::: Input data
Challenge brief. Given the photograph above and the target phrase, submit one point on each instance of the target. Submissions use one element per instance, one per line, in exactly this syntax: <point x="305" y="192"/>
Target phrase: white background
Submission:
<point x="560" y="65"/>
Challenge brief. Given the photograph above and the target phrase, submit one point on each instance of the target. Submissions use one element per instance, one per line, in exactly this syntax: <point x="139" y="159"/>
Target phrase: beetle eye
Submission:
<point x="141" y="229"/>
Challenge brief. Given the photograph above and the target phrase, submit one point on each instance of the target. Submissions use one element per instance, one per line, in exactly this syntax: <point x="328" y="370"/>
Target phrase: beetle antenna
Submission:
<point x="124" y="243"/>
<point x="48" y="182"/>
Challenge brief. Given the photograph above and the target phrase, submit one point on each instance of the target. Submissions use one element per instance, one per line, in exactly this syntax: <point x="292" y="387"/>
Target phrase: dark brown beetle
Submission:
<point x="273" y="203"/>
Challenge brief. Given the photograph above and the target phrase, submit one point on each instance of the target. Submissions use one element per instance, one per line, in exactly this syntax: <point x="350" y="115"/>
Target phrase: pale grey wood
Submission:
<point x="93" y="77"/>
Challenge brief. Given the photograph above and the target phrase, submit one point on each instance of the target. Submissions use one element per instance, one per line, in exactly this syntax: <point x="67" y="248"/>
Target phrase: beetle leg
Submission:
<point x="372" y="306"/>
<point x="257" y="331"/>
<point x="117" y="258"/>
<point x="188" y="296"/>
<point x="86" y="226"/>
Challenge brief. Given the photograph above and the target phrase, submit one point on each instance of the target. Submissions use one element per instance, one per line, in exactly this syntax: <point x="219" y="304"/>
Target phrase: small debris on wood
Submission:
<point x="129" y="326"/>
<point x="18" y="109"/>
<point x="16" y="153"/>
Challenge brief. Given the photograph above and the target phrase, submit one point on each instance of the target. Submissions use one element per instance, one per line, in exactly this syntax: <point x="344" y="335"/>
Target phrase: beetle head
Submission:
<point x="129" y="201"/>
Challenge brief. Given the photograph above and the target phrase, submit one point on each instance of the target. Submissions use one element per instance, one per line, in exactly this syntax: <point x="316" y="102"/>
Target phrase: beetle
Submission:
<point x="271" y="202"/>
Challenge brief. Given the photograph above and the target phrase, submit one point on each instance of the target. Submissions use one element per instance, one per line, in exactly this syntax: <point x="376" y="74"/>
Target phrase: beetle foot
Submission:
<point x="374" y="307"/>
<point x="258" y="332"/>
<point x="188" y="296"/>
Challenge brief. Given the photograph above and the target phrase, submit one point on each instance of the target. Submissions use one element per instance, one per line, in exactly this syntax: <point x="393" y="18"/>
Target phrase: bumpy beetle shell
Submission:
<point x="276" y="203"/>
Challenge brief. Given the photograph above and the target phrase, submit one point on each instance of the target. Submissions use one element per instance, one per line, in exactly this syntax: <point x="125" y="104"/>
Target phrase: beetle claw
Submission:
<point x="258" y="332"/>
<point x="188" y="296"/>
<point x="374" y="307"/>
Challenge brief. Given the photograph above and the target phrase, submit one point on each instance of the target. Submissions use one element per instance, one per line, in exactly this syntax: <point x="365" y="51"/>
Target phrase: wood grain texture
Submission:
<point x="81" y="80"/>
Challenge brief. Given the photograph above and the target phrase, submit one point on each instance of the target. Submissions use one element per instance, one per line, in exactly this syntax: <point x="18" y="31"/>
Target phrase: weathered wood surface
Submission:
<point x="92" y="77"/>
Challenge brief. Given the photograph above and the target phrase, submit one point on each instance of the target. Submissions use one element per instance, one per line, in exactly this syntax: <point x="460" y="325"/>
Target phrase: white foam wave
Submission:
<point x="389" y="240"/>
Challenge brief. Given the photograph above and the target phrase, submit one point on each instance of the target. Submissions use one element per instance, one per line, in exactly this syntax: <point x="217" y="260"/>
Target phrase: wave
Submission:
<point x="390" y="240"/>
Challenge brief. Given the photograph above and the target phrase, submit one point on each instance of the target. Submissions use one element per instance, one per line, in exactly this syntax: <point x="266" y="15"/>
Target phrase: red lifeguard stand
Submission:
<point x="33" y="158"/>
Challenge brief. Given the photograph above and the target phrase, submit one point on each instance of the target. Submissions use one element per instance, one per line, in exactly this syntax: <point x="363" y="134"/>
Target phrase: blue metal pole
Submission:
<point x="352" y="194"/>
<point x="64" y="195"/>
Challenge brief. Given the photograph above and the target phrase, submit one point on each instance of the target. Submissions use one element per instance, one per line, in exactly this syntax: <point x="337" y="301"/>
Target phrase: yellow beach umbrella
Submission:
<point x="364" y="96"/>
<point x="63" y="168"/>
::::::
Given request:
Return the full listing, character for character.

Correct response:
Challenge brief. Given the photograph above and the target phrase, submit one point on each instance of the target. Submissions use one element per instance, one per line, in exactly this syntax: <point x="305" y="192"/>
Target phrase: white background
Submission:
<point x="560" y="65"/>
Challenge brief. Given the photograph above and the target phrase, submit one point on each instance of the target. Submissions use one element per instance, one per line, in exactly this syntax: <point x="139" y="159"/>
Target phrase: beetle eye
Submission:
<point x="141" y="229"/>
Challenge brief. Given the photograph above and the target phrase, submit one point on each instance of the target. Submissions use one element per instance, one per line, in exactly this syntax: <point x="328" y="370"/>
Target phrase: beetle antenna
Submission:
<point x="124" y="243"/>
<point x="48" y="182"/>
Challenge brief. Given the photograph above and the target phrase, submit one point on each instance of the target. Submissions use one element per instance, one per line, in exactly this syntax: <point x="292" y="387"/>
Target phrase: dark brown beetle
Submission:
<point x="273" y="203"/>
Challenge brief. Given the photograph above and the target phrase, submit one point on each instance of the target. Submissions use one element per instance, one per line, in exactly this syntax: <point x="350" y="115"/>
Target phrase: pale grey wood
Submission:
<point x="93" y="77"/>
Challenge brief. Given the photograph above and the target phrase, submit one point on each instance of the target. Submissions use one element per instance, one per line, in exactly this syntax: <point x="67" y="248"/>
Target phrase: beetle leg
Submission:
<point x="372" y="306"/>
<point x="257" y="331"/>
<point x="117" y="258"/>
<point x="188" y="296"/>
<point x="86" y="226"/>
Challenge brief. Given the photograph above and the target phrase, submit one point on each instance of the target. Submissions use one element per instance, one per line, in exactly this syntax: <point x="219" y="304"/>
Target phrase: small debris on wood
Submission:
<point x="129" y="326"/>
<point x="18" y="109"/>
<point x="16" y="153"/>
Challenge brief. Given the photograph above and the target phrase, submit one point on each instance of the target. Submissions use one element per instance, one per line, in exactly this syntax: <point x="344" y="335"/>
Target phrase: beetle head
Submission:
<point x="129" y="201"/>
Challenge brief. Given the photograph above and the target phrase, submit one point on each instance of the target. Submissions use one element per instance, one per line, in exactly this syntax: <point x="316" y="102"/>
Target phrase: beetle
Submission:
<point x="271" y="202"/>
Challenge brief. Given the photograph above and the target phrase, submit one point on each instance of the target. Submissions use one element per instance, one per line, in exactly this syntax: <point x="376" y="74"/>
Target phrase: beetle foot
Submission:
<point x="374" y="307"/>
<point x="258" y="332"/>
<point x="188" y="296"/>
Challenge brief. Given the photograph above and the target phrase, submit one point on each instance of the target. Submissions use one element per instance, one per line, in exactly this syntax: <point x="393" y="18"/>
Target phrase: bumpy beetle shell
Submission:
<point x="276" y="203"/>
Challenge brief. Given the photograph above and the target phrase, submit one point on each instance of the target. Submissions use one element per instance, one per line, in exactly this syntax: <point x="125" y="104"/>
Target phrase: beetle claw
Submission:
<point x="258" y="332"/>
<point x="188" y="296"/>
<point x="374" y="307"/>
Challenge brief. Given the photograph above and the target phrase, submit one point on each instance of the target. Submissions use one element per instance, one per line, in exactly this syntax: <point x="365" y="51"/>
Target phrase: wood grain texture
Submission:
<point x="81" y="80"/>
Challenge brief. Given the photograph above and the target phrase, submit one point on each instance of the target. Submissions use one element per instance, one per line, in exactly this syntax: <point x="18" y="31"/>
Target phrase: weathered wood surface
Submission:
<point x="92" y="77"/>
Challenge brief. Given the photograph above and the target phrase, submit one point on each instance of the target. Submissions use one element per instance, one per line, in exactly this syntax: <point x="460" y="325"/>
Target phrase: white foam wave
Submission:
<point x="389" y="240"/>
Challenge brief. Given the photograph above and the target phrase, submit one point on each instance of the target. Submissions use one element per instance, one per line, in exactly this syntax: <point x="217" y="260"/>
Target phrase: wave
Submission:
<point x="390" y="240"/>
Challenge brief. Given the photograph above and the target phrase, submit one point on each instance of the target. Submissions use one element per instance, one per line, in exactly this syntax: <point x="266" y="15"/>
Target phrase: red lifeguard stand
Submission:
<point x="33" y="158"/>
Challenge brief. Given the photograph above and the target phrase, submit one point on each instance of the target. Submissions use one element per instance, one per line, in exactly this syntax: <point x="363" y="134"/>
Target phrase: blue metal pole
Submission:
<point x="352" y="194"/>
<point x="64" y="195"/>
Challenge brief. Given the photograph above and the target phrase, submit one point on each instance of the target. Submissions use one element per instance, one per line, in exactly this syntax: <point x="337" y="301"/>
Target phrase: yellow beach umbrella
Submission:
<point x="364" y="96"/>
<point x="63" y="168"/>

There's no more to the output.